> [Listing]
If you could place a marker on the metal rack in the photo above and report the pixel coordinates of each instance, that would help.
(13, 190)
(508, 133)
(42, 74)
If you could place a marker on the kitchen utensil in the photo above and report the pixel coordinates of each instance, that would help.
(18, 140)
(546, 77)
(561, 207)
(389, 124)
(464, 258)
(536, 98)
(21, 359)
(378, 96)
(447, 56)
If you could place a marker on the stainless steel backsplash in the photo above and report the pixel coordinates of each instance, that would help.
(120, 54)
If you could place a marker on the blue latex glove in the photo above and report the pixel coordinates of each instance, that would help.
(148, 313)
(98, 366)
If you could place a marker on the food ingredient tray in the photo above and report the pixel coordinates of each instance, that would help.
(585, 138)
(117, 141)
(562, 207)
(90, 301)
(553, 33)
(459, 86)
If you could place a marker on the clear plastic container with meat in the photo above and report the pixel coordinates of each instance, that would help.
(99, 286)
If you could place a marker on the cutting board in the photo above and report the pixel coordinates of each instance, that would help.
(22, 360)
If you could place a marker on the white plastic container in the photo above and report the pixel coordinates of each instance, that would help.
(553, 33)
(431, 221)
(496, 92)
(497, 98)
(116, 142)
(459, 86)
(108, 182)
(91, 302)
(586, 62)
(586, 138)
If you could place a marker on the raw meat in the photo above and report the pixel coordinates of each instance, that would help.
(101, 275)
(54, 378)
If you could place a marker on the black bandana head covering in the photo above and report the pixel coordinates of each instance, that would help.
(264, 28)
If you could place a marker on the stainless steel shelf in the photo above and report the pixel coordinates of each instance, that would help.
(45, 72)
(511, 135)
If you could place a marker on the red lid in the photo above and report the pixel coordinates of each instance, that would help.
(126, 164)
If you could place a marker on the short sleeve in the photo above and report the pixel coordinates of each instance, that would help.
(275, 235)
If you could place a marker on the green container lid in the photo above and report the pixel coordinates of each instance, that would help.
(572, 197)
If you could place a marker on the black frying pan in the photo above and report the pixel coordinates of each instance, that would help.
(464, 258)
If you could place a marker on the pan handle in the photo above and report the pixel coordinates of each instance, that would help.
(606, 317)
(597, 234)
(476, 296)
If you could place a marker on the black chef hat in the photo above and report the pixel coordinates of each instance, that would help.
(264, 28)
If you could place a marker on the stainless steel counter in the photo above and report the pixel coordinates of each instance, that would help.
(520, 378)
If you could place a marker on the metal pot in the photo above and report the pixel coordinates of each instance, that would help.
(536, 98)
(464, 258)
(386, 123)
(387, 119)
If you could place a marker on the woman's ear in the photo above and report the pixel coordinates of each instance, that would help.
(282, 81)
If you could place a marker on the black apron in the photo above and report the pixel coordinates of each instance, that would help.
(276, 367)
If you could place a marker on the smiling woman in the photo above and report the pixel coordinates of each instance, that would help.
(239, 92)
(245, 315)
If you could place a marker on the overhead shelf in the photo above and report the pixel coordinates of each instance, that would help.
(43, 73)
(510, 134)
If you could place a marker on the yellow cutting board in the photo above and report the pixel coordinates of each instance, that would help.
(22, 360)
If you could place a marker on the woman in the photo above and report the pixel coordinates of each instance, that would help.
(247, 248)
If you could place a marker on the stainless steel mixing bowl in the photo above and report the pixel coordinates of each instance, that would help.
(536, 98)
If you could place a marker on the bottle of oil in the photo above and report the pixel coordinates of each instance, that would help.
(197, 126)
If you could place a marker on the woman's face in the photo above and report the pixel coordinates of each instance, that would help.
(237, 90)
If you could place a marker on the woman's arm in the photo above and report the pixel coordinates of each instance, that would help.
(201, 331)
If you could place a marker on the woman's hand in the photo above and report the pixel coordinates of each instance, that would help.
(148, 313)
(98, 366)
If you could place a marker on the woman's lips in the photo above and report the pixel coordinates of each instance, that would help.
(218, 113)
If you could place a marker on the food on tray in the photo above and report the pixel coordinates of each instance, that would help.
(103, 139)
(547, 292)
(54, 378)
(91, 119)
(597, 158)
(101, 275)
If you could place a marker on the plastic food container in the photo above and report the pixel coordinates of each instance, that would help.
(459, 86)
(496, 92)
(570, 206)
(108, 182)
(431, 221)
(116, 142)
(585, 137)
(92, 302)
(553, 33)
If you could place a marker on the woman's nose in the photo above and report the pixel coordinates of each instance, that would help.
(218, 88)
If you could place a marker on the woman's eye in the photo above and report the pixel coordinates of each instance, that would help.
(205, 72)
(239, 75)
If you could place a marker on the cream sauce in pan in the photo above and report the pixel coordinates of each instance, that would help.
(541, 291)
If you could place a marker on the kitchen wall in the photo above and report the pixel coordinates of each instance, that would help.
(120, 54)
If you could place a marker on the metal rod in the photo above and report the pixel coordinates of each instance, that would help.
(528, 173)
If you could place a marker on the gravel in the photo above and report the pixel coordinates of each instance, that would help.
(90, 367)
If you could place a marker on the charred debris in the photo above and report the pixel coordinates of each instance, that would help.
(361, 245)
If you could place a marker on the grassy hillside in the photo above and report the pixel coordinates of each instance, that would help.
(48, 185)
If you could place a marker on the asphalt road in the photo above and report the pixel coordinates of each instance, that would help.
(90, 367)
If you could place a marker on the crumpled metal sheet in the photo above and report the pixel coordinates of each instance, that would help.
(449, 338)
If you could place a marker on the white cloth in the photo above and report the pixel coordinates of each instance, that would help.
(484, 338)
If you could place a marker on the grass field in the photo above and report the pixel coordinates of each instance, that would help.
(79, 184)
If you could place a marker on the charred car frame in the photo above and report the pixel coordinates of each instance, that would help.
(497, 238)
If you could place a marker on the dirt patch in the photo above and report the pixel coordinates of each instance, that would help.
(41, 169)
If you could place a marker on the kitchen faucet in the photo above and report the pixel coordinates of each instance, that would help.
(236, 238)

...

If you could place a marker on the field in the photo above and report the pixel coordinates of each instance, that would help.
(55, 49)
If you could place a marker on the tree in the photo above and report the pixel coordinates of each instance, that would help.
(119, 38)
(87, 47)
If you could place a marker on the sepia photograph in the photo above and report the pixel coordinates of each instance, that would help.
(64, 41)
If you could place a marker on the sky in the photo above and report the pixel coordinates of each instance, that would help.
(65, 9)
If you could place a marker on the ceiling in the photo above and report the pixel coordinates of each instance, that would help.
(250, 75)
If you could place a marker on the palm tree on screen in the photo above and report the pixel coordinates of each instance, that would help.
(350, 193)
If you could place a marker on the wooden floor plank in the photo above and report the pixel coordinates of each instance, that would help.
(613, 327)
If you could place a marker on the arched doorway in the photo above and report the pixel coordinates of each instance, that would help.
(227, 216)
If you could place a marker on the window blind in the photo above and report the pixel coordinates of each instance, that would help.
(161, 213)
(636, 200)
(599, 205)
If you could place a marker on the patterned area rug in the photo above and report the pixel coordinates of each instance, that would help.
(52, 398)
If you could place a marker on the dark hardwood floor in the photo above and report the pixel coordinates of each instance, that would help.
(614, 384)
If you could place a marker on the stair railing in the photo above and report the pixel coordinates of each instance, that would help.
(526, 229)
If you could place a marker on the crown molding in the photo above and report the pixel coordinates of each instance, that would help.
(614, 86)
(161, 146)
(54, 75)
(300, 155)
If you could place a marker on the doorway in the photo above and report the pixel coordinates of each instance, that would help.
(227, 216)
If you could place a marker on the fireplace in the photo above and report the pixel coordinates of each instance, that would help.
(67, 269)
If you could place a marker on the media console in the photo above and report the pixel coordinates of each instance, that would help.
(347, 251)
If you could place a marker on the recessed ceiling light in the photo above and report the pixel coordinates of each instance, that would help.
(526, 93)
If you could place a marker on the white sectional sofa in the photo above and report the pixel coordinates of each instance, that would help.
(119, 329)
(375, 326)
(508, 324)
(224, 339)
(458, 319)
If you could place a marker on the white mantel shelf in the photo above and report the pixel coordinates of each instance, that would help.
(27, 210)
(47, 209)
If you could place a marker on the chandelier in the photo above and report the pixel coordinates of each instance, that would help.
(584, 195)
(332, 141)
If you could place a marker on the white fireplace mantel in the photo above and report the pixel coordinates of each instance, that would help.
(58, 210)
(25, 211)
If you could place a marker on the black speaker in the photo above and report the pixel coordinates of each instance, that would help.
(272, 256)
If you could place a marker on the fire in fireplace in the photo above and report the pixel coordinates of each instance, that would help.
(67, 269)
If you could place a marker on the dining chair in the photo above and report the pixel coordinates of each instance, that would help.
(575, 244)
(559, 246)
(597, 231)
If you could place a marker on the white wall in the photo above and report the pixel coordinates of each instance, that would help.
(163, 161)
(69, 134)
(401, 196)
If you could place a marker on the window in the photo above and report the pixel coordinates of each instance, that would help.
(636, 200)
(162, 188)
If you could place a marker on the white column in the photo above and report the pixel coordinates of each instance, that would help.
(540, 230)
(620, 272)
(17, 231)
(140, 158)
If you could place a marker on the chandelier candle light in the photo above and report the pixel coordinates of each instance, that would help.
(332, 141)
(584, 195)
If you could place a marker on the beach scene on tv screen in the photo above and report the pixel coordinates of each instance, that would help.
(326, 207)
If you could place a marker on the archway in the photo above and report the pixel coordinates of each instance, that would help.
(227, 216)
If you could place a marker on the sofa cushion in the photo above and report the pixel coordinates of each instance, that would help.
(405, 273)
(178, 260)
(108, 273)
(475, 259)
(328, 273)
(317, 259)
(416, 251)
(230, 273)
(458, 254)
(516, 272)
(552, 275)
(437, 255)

* * *

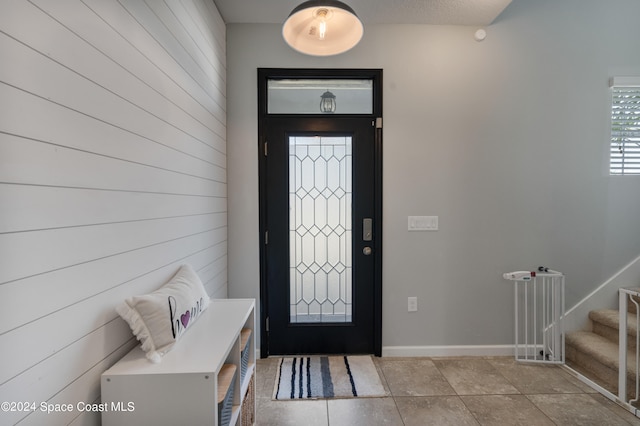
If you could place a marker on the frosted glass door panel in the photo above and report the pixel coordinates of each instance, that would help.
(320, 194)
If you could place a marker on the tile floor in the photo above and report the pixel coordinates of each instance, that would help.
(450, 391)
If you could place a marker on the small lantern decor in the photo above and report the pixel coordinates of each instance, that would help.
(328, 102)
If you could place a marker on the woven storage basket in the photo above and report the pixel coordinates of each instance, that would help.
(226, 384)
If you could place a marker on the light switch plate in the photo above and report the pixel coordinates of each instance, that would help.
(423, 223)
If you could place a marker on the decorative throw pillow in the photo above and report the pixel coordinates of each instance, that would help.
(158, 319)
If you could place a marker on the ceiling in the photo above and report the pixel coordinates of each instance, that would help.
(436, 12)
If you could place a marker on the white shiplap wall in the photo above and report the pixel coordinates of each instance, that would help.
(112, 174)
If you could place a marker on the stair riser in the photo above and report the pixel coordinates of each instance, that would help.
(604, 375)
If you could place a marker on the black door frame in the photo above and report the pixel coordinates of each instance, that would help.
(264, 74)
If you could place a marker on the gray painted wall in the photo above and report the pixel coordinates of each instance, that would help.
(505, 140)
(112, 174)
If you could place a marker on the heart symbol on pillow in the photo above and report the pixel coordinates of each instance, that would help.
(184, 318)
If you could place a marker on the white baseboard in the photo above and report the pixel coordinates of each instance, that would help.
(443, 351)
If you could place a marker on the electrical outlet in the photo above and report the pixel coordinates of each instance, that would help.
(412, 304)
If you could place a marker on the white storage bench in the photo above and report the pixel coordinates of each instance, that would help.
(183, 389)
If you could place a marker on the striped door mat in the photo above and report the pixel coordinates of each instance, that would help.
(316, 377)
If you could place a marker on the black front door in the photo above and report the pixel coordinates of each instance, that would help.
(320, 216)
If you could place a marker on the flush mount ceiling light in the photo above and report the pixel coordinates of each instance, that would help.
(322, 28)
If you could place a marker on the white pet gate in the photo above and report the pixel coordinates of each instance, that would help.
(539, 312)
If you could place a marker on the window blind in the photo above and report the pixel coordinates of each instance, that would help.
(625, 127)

> [Work to do]
Pull out every line in the entries above that contains the word "mantel" and copy each one as it appears.

> [Problem solution]
If you could place a marker on the white mantel shelf in the photo above and report the pixel coordinates of each instance, that would help.
If you could place a marker on the white fireplace mantel in the photo above and report the pixel coordinates of each instance, that would help.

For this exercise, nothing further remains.